→ Exercise prompt
Starting at the line that holds "Query: rocky shoreline", transcribe every line to the end of the data exactly; include no other lines.

Point localization data:

————

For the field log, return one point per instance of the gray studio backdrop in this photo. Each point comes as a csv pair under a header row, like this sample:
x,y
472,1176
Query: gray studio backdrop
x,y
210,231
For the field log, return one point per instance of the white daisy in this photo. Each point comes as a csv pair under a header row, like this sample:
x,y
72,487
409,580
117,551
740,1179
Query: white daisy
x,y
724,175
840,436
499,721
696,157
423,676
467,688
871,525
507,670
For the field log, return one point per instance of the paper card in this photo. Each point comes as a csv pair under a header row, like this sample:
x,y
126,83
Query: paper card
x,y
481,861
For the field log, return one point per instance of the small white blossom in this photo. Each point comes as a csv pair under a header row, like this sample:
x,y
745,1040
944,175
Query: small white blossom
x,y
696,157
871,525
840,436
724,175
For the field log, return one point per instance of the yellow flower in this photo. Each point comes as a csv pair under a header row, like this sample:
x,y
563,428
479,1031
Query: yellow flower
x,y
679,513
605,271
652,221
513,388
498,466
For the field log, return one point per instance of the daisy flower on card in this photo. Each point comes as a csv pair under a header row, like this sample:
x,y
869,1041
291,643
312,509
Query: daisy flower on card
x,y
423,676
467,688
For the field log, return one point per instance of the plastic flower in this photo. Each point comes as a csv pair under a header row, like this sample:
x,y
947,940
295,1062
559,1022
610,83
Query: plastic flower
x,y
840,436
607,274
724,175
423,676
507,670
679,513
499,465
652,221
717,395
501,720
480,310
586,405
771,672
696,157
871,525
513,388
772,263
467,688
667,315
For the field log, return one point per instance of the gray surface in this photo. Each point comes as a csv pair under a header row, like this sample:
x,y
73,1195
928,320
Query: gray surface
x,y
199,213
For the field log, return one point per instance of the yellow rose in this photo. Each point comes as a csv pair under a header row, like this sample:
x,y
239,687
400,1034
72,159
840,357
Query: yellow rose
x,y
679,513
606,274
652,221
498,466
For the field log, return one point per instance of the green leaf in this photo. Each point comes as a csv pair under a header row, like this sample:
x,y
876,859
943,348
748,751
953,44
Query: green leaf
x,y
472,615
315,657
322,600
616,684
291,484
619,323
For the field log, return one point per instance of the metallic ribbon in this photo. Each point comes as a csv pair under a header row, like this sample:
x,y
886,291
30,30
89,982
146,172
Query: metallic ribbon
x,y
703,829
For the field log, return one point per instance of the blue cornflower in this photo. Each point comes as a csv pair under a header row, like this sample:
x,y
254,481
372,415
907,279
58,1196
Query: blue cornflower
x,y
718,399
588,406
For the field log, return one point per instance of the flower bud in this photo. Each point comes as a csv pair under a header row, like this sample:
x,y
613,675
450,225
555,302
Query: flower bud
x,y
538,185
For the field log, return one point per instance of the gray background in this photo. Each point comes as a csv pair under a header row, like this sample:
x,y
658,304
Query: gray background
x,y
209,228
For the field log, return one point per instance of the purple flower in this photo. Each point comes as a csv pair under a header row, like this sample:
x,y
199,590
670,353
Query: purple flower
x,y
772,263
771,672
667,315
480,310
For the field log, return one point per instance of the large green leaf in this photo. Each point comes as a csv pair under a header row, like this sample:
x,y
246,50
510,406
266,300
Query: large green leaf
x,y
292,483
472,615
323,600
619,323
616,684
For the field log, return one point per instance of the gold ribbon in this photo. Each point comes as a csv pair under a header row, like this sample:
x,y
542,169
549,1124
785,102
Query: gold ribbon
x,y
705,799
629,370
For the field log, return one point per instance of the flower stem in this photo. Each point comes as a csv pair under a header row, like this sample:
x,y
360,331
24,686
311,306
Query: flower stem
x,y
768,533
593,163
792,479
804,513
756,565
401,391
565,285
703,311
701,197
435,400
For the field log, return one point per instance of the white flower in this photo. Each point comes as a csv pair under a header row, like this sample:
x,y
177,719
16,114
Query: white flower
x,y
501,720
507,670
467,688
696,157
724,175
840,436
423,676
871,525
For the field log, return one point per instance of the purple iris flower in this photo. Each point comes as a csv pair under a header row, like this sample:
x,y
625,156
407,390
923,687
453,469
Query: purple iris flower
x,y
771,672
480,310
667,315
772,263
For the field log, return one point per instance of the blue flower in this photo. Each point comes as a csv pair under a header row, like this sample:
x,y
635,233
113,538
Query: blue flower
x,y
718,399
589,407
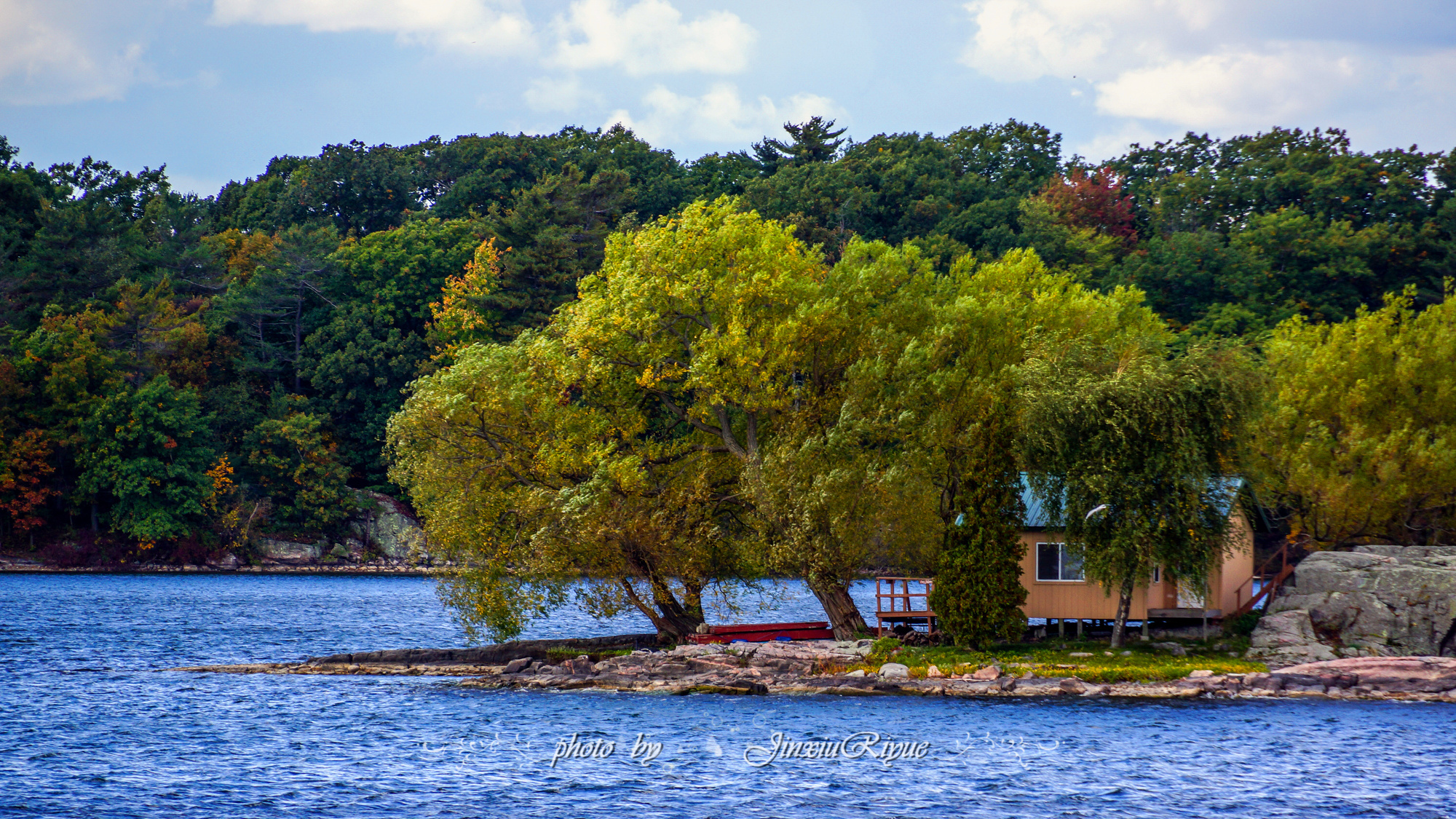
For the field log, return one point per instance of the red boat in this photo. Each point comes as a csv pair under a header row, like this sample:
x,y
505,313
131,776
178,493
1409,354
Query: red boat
x,y
765,631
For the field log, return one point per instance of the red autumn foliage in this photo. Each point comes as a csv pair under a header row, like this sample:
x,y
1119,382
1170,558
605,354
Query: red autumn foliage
x,y
25,462
1093,200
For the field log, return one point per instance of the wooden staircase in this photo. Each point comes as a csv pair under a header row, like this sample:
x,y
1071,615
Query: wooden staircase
x,y
1275,571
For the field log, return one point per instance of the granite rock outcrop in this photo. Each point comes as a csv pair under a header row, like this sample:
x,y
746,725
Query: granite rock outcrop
x,y
1374,601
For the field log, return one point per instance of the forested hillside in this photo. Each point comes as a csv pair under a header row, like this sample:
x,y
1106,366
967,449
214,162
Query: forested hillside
x,y
180,372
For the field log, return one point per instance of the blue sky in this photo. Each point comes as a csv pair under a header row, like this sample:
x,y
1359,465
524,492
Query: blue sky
x,y
216,88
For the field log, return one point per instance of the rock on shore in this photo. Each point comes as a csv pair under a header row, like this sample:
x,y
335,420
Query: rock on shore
x,y
1374,601
819,666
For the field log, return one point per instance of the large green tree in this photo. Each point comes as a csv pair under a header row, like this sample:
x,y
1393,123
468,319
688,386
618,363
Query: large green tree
x,y
146,456
1361,423
1132,451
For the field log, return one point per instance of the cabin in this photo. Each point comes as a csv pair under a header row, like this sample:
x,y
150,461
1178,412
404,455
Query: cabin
x,y
1061,595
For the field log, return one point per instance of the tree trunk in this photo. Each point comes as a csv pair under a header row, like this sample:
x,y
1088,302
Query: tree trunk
x,y
1125,605
844,614
668,615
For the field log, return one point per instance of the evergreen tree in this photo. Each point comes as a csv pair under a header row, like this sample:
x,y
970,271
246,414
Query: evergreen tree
x,y
148,452
978,592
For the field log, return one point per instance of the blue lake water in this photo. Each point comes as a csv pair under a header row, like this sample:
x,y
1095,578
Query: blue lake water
x,y
91,726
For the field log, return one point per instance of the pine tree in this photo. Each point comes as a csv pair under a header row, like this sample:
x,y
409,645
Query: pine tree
x,y
978,590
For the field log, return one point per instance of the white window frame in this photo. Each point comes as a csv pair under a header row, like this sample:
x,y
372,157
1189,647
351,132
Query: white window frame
x,y
1062,553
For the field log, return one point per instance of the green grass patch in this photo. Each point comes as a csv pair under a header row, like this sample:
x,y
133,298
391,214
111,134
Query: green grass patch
x,y
1049,659
555,656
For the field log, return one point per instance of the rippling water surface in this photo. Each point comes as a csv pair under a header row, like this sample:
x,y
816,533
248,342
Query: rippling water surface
x,y
91,726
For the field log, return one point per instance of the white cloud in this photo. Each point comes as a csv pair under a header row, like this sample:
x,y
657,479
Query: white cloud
x,y
1202,65
56,53
471,27
720,116
557,94
652,37
1243,90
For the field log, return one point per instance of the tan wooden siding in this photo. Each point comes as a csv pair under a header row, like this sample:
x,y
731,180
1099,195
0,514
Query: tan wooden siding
x,y
1090,601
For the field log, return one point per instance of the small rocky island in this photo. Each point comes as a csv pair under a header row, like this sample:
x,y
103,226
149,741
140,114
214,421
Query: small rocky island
x,y
825,666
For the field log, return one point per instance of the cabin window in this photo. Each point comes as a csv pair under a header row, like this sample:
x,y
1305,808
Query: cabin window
x,y
1056,563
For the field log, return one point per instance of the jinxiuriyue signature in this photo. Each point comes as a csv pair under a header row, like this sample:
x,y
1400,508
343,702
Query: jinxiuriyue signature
x,y
854,746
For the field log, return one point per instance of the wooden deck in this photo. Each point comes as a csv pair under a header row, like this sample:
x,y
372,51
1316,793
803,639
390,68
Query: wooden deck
x,y
896,602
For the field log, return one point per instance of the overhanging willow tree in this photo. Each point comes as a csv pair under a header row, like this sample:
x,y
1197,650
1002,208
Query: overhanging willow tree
x,y
1154,439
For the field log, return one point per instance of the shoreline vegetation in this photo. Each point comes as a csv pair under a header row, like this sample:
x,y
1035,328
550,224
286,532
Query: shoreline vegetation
x,y
885,668
577,369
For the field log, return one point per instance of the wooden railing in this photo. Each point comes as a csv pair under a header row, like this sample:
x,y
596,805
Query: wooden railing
x,y
901,606
1275,571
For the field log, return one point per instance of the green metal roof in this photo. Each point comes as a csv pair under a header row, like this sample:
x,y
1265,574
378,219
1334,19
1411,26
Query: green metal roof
x,y
1037,518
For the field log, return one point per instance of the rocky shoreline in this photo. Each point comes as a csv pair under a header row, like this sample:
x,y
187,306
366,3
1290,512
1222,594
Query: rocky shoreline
x,y
11,566
820,666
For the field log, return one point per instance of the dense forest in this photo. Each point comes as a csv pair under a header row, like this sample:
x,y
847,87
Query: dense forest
x,y
181,372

————

→ Exercise solution
Query: rocky shoreline
x,y
11,566
820,666
For the field log, return one point per instance of the dense forest in this photo. Each point comes as a csv pair under a header row, like this sample:
x,y
847,87
Query: dense forest
x,y
181,372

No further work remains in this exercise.